* start Page text *

Defrage was an Estonian metal and rock band formed in 2007. 

The band had done numerous gigs in Estonia and won the MTV Eesti Award for Best Music Video in 2009 for "Save Us From Religion". They were known for selling their album in parking lots and public places to raise money for their tours.

History

Defrage started to have their first band rehearsals in early 2007 when Kari (rhythm guitarist) got a response from Mikk (solo guitarist) to his advertisement on the website metal.ee "looking for band members for an American style rock band". Soon after that Daniel (in early years bass guitar) and Sten (drums) joined for rehearsals which mainly took place in an old garage that belonged to Mikk's father. In the beginning the band just played and practiced together without a singer whom Kari looked for at the same time.

The band filmed a video for "Hotel Breakers" and released their album Jackal in January 2012.

After one year of touring in Europe, Defrage released their second album "The Sick Letter" in May 2013. Defrage performed at one of Europe's minor rock festivals called Nova Rock, which takes place every June in Austria.

Defrage disbanded sometime in 2014, before the creation of a new band called Illumenium, which includes former Defrage members Kari Kärner, Andre Kaldas and Kevin Presmann. The new band continues with some previous Defrage songs, including "The Sick Letter".

* end Page text *
* start Task material *

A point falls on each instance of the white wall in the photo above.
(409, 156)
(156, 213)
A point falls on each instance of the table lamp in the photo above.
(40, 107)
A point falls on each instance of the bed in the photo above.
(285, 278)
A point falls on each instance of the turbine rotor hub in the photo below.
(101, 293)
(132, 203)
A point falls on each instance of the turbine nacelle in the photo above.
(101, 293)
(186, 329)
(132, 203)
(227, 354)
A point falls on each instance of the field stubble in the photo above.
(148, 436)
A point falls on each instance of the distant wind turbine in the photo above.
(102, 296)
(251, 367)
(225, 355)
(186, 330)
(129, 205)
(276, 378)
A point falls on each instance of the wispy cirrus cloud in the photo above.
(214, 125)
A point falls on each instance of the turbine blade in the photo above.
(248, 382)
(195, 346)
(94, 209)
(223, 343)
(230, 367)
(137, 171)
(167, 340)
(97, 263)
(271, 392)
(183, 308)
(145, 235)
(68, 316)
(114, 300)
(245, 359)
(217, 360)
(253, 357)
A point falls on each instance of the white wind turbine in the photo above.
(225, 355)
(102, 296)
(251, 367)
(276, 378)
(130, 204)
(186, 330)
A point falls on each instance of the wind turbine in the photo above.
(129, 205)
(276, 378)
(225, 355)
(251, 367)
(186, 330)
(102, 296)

* end Task material *
* start Task material *

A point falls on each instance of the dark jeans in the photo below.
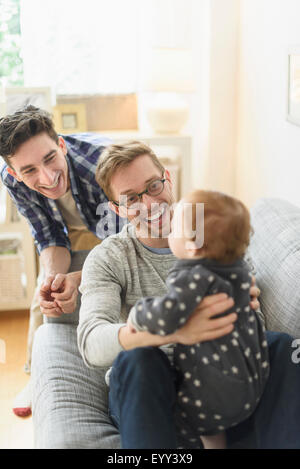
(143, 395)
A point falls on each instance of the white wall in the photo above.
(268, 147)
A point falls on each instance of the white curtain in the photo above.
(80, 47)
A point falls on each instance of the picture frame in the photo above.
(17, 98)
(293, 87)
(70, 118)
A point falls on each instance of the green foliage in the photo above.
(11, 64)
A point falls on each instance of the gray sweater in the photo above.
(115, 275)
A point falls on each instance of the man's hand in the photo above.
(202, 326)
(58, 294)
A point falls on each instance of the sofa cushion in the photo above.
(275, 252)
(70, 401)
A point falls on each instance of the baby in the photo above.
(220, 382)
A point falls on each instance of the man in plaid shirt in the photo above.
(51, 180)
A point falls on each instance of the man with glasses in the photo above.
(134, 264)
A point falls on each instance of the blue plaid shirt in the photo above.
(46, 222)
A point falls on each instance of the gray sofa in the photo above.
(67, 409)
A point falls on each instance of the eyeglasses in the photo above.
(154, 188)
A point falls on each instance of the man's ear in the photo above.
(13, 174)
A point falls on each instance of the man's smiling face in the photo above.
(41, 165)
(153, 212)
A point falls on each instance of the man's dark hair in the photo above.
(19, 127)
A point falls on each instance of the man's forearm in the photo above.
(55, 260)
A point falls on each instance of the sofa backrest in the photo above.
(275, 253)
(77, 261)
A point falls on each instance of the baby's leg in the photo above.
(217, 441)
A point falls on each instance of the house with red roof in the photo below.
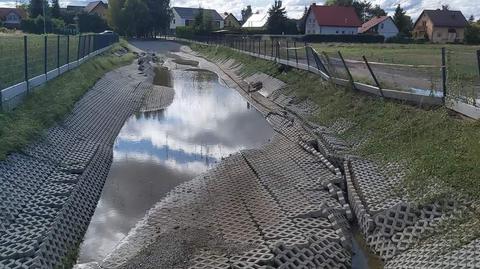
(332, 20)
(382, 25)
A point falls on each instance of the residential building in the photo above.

* end Task material *

* **Directions**:
A. According to the article on Defrage, where did the band's early rehearsals mainly take place?
B. Gather every line of the entries that contains the word "with", treating uppercase and lowercase as different.

* **Solution list**:
A. They mainly took place in an old garage that belonged to Mikk's father.

B.
A point falls on each instance of the man with glasses in the photo above.
A point falls on each instance of the house with red roof in the photo below.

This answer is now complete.